Labels for object points
··········
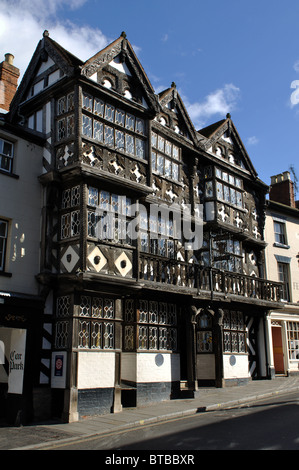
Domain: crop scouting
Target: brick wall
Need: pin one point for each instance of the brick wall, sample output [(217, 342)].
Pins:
[(9, 75)]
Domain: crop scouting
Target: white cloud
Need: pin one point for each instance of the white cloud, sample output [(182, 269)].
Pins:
[(252, 140), (22, 23), (219, 102)]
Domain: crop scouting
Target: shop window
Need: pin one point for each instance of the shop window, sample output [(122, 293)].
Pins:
[(3, 242), (283, 276), (293, 340), (6, 155), (155, 324), (280, 233), (204, 334), (96, 322)]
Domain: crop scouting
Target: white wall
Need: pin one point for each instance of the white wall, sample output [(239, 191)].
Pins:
[(235, 366), (150, 367), (21, 206), (96, 369)]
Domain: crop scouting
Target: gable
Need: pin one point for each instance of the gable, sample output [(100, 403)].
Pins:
[(223, 141), (117, 67), (49, 63), (173, 114)]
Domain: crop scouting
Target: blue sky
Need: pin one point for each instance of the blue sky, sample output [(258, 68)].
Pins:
[(234, 56)]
··········
Extract every line of the data above verbatim, leaving out the pictures.

Domain: crop scouting
Target: brick wall
Need: pin one point for each instance of the brick wall, sample output [(217, 342)].
Pins:
[(9, 75)]
Domain: crop scouting
Target: white cloud
Need: pin one point for each instance of the white cloud, sample output [(182, 269)].
Pins:
[(252, 140), (22, 23), (219, 102)]
Domain: crop scouting
Target: shop window
Need: pin one point for each instance of the shop window, sample output [(122, 293)].
Pins:
[(3, 242), (283, 276), (293, 340), (6, 155), (155, 324), (280, 233), (204, 334), (96, 322)]
Domain: crop scouting
Target: white wall
Need: pin one point for each instance of the white wall, sample output [(239, 191)].
Pins:
[(235, 366), (150, 367), (21, 206), (96, 369)]
Domain: crop scouting
Target: gable
Need: pin one point for each instance of the gable, sample output [(100, 403)].
Pins:
[(223, 141), (117, 67), (49, 63), (173, 114)]
Domain: crop scouting
Target: blue sky
Need: pin one point for each instance of the blue sky, sample output [(258, 68)].
Pins:
[(234, 56)]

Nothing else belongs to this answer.